Could you copy the records below line for line, with no changes?

— Start of Material provided —

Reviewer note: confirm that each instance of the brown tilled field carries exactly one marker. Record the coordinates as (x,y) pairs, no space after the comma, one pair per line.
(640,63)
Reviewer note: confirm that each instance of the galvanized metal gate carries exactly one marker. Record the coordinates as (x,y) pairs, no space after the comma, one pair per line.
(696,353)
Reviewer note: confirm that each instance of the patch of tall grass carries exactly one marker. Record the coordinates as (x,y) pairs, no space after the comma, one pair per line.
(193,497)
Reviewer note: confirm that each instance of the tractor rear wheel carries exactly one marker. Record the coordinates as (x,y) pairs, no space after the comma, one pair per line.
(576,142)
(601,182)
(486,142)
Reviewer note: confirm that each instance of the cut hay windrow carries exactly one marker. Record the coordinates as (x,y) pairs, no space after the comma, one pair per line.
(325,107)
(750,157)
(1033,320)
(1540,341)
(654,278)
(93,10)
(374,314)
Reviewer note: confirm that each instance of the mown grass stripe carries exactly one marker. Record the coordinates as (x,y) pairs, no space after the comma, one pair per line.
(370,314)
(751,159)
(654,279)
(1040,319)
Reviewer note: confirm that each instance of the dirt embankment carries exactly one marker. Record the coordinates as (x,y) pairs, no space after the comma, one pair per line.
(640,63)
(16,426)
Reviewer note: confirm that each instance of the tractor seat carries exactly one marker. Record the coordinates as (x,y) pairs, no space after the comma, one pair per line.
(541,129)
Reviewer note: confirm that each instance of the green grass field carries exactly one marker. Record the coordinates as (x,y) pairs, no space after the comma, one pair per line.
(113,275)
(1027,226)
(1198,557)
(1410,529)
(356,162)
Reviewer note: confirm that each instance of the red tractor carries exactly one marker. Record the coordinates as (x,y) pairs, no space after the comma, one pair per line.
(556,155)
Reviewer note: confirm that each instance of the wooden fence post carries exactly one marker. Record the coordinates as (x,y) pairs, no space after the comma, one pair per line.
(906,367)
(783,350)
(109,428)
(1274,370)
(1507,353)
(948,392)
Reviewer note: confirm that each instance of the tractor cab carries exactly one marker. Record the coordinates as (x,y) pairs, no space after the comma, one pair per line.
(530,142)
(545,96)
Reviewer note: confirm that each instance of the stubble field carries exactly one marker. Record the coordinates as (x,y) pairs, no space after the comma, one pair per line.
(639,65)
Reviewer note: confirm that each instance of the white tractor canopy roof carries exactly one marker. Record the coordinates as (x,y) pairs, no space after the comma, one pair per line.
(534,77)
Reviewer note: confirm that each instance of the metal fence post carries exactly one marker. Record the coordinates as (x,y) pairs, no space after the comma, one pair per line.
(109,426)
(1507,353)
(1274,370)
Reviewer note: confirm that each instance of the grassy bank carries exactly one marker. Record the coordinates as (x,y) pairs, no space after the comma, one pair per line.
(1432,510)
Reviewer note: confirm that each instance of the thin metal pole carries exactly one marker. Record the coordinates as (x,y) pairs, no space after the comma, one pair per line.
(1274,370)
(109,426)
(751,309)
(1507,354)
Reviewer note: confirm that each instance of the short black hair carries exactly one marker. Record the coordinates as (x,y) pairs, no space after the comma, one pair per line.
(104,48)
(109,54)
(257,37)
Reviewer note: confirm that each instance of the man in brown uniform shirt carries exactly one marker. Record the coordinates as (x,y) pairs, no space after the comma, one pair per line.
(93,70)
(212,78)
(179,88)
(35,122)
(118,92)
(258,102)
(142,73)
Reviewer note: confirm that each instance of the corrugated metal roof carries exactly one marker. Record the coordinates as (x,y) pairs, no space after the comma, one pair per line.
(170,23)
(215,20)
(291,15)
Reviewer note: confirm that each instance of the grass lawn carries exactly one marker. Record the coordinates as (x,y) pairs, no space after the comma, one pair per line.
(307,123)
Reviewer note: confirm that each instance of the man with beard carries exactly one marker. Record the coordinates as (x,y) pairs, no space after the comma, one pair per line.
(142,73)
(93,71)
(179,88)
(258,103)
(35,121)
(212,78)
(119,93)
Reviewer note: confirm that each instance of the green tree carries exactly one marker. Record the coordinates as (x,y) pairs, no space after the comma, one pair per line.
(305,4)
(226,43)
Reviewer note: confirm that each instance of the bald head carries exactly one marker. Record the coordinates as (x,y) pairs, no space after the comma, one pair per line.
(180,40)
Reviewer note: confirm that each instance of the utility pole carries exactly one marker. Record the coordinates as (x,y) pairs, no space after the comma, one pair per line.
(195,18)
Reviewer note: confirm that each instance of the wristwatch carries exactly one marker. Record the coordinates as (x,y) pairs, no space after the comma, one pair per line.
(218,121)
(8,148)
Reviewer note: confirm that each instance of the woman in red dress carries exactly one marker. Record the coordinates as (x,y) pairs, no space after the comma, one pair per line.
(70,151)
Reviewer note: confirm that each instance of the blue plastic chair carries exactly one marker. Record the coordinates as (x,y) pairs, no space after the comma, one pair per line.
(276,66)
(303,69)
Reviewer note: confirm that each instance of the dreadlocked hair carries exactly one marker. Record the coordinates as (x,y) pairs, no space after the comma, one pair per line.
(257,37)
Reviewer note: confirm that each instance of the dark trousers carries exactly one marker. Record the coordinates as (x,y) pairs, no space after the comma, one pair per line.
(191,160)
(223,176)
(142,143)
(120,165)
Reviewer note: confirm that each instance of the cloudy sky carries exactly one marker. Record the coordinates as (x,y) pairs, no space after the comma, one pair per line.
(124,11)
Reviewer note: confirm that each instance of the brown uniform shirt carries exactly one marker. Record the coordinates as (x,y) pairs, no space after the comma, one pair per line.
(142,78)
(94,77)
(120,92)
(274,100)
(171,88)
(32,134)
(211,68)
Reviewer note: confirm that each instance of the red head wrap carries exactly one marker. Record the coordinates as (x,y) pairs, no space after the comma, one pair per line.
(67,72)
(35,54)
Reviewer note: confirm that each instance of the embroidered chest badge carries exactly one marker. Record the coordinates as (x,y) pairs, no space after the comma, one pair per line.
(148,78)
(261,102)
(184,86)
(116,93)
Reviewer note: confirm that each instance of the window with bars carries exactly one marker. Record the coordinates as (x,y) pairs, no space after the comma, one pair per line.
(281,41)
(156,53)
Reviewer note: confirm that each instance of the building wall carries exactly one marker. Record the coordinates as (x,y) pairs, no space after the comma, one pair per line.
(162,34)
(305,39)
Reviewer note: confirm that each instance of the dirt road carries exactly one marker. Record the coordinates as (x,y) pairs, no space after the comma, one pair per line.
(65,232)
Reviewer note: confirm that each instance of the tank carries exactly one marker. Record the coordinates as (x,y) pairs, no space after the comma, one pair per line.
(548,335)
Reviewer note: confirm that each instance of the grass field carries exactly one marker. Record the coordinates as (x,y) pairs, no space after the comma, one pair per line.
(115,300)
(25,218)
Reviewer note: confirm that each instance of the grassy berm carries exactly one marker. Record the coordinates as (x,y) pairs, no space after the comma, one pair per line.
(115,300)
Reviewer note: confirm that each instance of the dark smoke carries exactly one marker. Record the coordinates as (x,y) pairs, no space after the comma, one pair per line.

— End of Material provided —

#### [Worked answer]
Reviewer note: confirm that each instance of the brown tilled field carries exactly one marker. Record the coordinates as (x,y) pairs, no space after the comma, one pair per line.
(640,63)
Reviewer note: confirm that each instance of the galvanized metal gate carries exactly one marker. Record the coordinates as (x,y) pairs, no space after the comma, one pair per line.
(696,353)
Reviewer note: confirm that each instance of the patch of tall grass carries exactly one marker. Record the coordinates as (x,y) pairs, no space after the comma, one pair per line.
(193,497)
Reviewer note: confirm that each instance of the tractor rear wheel carries exactly one marker. Record the coordinates as (x,y) pairs, no space after the comma, one pair per line.
(576,142)
(601,182)
(486,142)
Reviewer note: confirm that each instance of the cut hay windrow carries exactly one marker. Record the coordinates as (x,y) pairs, no space after the comma, one pair per line.
(325,107)
(750,157)
(1033,320)
(1540,341)
(654,278)
(93,10)
(374,314)
Reviewer note: confirm that each instance of the mown grass stripe carries exactly one marker. Record the coordinates as (x,y) pairs, no space after the comma, one pair per line.
(370,314)
(751,159)
(654,279)
(1040,319)
Reviewer note: confirm that each instance of the dirt embankment carries exactly one marker. Record the coordinates as (x,y) pairs, no space after the comma, one pair per line.
(640,63)
(16,426)
Reviewer note: confirm that each instance of the tractor seat carries exactly one marker. Record the coordinates as (x,y) pairs, no space after the comma, one pair per line.
(541,129)
Reviewer note: confirm that each instance of the green grass field carries exactly one marker. Record the coordinates as (x,y) pairs, no space after the comma, one pair per line.
(113,275)
(1027,226)
(1198,557)
(1410,529)
(356,162)
Reviewer note: confirm that each instance of the red tractor carries exactly one marker. Record the coordinates as (x,y) pairs, no space after the comma, one pair per line.
(556,155)
Reviewer note: confirm that each instance of the wooden fence post carries exactly one marker. Record the coordinates as (x,y) pairs, no space after the comma, one pair per line.
(906,367)
(783,350)
(109,428)
(1274,370)
(1507,353)
(948,392)
Reviewer note: confirm that each instance of the tractor cab carries exactly one marker. Record the coordinates as (x,y) pairs, no space after the comma, one pair per line.
(530,142)
(545,96)
Reviewer note: confirm that each instance of the stubble field carries exactly one marker. Record the coordinates as (x,y) pairs, no space after the comma, one pair per line.
(639,65)
Reviewer note: confirm that each instance of the white tractor canopy roof carries exactly one marker. Record the coordinates as (x,y) pairs, no space after the comma, one pair per line.
(534,77)
Reviewer note: confirm that each instance of the metal fence post carries exactly one marker. Record the coordinates as (x,y) pairs, no space after the comma, one pair per line.
(109,426)
(1507,353)
(1274,370)
Reviewer note: confirm that each instance of the grassy bank carries exactly one marker. Record the coordinates as (x,y) pairs, no space after the comma, one pair per line.
(1432,510)
Reviewer note: confirm that each instance of the thin metal pole carries exactly one marker. Record the coordinates as (x,y) pairs, no space after the comma, one pair per line.
(1274,370)
(109,426)
(751,309)
(1507,354)
Reviewer note: confirm that each instance of the short black hair carries exactly one marker. Record the coordinates as (x,y) pairs, no space after the comma, one pair per line.
(104,48)
(109,54)
(257,37)
Reviewer note: confirm that each instance of the man in brown uniform shirt carries exactly one marker. Record the coordinates as (x,y) pairs, no space after the comma, one pair per line.
(93,70)
(212,78)
(179,88)
(35,122)
(118,92)
(258,102)
(142,73)
Reviewer note: confirm that each instance of the corrugated metal roof carries exactly one marker. Record the coordinates as (x,y) pairs, no space after the comma, one pair per line.
(170,23)
(215,20)
(291,15)
Reviewer note: confirm that each instance of the grass lawn carries exactly one marker. Record the coordinates as (x,y) pairs, no space after the comma, one pair per line.
(307,123)
Reviewer note: confirm that each instance of the man with beard carries exactly one marker. Record the coordinates as (x,y) pairs, no space after the comma, one pair per line.
(142,73)
(93,71)
(179,88)
(258,103)
(35,121)
(212,78)
(119,93)
Reviewer note: confirm that each instance of the green tree carries exactly one marker. Record the coordinates as (x,y) pairs, no space after the comma, one pair per line.
(305,4)
(226,43)
Reviewer note: confirm that each instance of the bald head carries exactly one marker. Record the coordinates as (x,y) pairs, no space after the comma, one pair per line.
(180,40)
Reviewer note: confirm that each instance of the utility pole carries exactly one marker. Record the coordinates as (x,y) pairs, no space after the comma, one pair per line.
(195,18)
Reviewer note: confirm that each instance of the wristwatch carries exactly one marker. Record the coordinates as (x,y) pairs, no space after the comma, one pair per line.
(218,121)
(8,148)
Reviewer note: confirm that each instance of the woman in red dress carries exactly one marker. Record the coordinates as (x,y) pairs, no space after the comma, one pair per line.
(70,151)
Reviewer note: confirm that each instance of the blue plastic chair carries exactly one marker. Record the coordinates as (x,y) pairs, no space after the comma, one pair per line.
(276,66)
(303,69)
Reviewer note: confirm that each instance of the dreadlocked hair carries exactly one marker. Record the coordinates as (x,y) pairs, no space after the comma, one pair per line.
(257,37)
Reviewer note: confirm that each instance of the dark trousers carries exactly one marker. Record the coordinates as (x,y) pairs, no space after the comma, one pair per line.
(191,160)
(223,176)
(142,143)
(120,165)
Reviewer note: confirm that each instance of the cloudy sky carries exactly one marker. Record the coordinates as (x,y) pairs, no space after the comma, one pair per line.
(124,11)
Reviewer note: confirm that each instance of the brown uniform shirt carries exactly one marker. Record the coordinates as (x,y) pairs, no space after the comma, one pair per line.
(142,78)
(94,77)
(120,92)
(274,100)
(171,88)
(32,134)
(211,68)
Reviewer note: confirm that each instance of the red head wrap carries exactly one marker. Record the coordinates as (x,y) pairs, no space after the comma, one pair per line.
(67,72)
(35,54)
Reviewer note: confirm that each instance of the embroidered chest badge carries exactly one marker. Record the coordinates as (x,y) pairs, no space after the comma, one pair per line.
(148,78)
(261,102)
(184,86)
(116,93)
Reviewer note: confirm that each instance of the window with bars carries exactly one marker. Record the coordinates as (x,y) pairs, no space after the comma, one pair per line.
(281,41)
(156,53)
Reviewer note: confirm that each instance of the building wall carries exactly one marker. Record the coordinates as (x,y) pairs, no space after the comma, one pair per line.
(162,34)
(305,39)
Reviewer note: confirm that each instance of the dirt road carries exactly one marker. Record the coordinates as (x,y) pairs, no space after the comma, one pair per line.
(65,232)
Reviewer note: confirm that each instance of the tank carries exactly one marker. Record the coordinates as (x,y) pairs, no space after the comma, one pair per line.
(548,335)
Reviewer note: confirm that each instance of the grass field carries exactly one marker. Record the coordinates as (x,y) pairs, no space after the comma, one pair per line.
(115,300)
(25,218)
Reviewer note: confirm that each instance of the grassy berm carries exactly one marker. Record the coordinates as (x,y) pairs, no space after the comma, one pair per line.
(115,300)
Reviewer note: confirm that each instance of the dark smoke carries exactly one marker. Record the coordinates as (x,y) pairs, no space after the comma, one pair per line.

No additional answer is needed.